>> START
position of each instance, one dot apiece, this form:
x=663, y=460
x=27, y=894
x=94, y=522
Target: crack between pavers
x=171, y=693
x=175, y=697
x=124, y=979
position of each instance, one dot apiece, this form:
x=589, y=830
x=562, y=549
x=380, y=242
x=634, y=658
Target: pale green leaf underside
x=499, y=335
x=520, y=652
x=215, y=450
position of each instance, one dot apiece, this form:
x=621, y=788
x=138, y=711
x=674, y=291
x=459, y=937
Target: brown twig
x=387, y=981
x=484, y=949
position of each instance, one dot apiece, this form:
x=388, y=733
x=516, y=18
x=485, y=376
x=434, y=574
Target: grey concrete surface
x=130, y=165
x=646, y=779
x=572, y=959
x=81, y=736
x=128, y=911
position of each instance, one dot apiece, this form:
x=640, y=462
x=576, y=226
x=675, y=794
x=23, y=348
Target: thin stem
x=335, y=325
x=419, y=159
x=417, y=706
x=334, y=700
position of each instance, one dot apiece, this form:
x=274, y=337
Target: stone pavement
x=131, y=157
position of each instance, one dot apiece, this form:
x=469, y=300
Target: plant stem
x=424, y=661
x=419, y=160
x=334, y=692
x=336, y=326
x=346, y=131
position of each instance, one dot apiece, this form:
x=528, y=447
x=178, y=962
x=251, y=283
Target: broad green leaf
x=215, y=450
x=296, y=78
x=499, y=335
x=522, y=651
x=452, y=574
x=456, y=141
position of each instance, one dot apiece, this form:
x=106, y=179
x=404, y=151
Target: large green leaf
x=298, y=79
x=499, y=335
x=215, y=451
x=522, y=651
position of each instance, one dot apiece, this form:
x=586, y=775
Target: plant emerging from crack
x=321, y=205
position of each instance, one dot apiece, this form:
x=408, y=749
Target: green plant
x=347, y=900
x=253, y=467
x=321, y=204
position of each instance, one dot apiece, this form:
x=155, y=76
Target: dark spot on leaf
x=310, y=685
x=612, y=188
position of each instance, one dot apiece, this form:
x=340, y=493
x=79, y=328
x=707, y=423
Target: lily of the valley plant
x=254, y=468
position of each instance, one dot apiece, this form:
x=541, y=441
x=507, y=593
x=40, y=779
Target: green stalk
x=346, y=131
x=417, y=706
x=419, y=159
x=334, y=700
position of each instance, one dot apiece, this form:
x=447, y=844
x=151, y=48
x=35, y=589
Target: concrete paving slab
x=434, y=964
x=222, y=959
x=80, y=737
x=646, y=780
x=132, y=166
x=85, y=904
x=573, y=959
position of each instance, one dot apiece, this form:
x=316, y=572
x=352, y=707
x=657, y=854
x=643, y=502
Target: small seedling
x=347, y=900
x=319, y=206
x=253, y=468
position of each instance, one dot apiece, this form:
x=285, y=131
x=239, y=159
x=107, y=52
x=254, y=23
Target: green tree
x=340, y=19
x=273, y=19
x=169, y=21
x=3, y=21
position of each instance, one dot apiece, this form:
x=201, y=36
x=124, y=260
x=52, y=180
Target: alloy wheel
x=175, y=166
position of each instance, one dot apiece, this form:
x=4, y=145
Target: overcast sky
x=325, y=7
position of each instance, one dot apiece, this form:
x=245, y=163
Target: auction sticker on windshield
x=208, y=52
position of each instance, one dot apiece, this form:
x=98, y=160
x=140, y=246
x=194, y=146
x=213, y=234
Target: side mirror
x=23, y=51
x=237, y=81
>> END
>> START
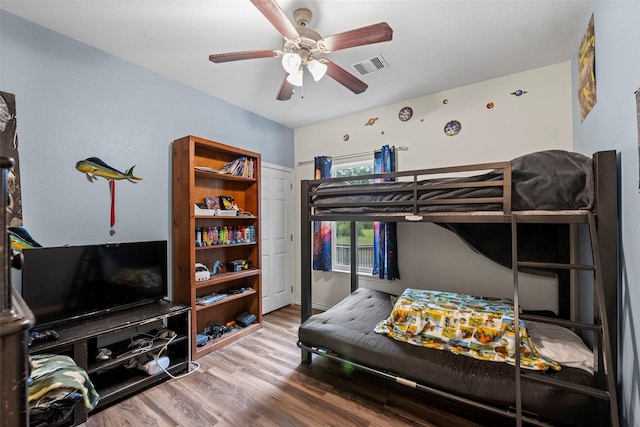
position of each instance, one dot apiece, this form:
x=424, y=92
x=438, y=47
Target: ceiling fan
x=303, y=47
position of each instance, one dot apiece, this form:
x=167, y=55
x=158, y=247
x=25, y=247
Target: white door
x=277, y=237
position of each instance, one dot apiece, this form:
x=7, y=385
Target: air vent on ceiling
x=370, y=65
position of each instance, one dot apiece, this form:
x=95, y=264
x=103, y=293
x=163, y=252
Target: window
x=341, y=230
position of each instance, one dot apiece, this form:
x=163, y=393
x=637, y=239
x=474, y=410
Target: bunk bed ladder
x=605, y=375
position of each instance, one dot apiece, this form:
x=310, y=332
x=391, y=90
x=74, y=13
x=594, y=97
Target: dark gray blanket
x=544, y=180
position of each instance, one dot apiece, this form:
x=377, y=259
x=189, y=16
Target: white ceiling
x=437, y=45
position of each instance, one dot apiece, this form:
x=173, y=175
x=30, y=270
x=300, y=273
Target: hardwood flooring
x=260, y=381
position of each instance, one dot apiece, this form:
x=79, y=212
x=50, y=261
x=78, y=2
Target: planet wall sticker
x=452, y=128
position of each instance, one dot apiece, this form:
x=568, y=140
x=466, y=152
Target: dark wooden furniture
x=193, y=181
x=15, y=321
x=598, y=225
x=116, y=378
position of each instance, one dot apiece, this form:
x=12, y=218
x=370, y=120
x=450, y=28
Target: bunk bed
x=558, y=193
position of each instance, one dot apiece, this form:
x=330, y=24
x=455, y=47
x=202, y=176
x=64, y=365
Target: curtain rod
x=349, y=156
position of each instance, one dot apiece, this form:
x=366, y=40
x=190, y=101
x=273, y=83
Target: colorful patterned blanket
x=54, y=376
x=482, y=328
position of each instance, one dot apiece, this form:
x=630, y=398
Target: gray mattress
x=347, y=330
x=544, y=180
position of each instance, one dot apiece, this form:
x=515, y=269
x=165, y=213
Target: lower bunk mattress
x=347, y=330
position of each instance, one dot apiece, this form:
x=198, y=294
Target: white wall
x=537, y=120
>> END
EXERCISE REQUIREMENTS: Pick out and copy every line above that contains the word "mattress". Case counts.

SOLUTION FOR THIS TASK:
Target: gray mattress
Target: lower bunk mattress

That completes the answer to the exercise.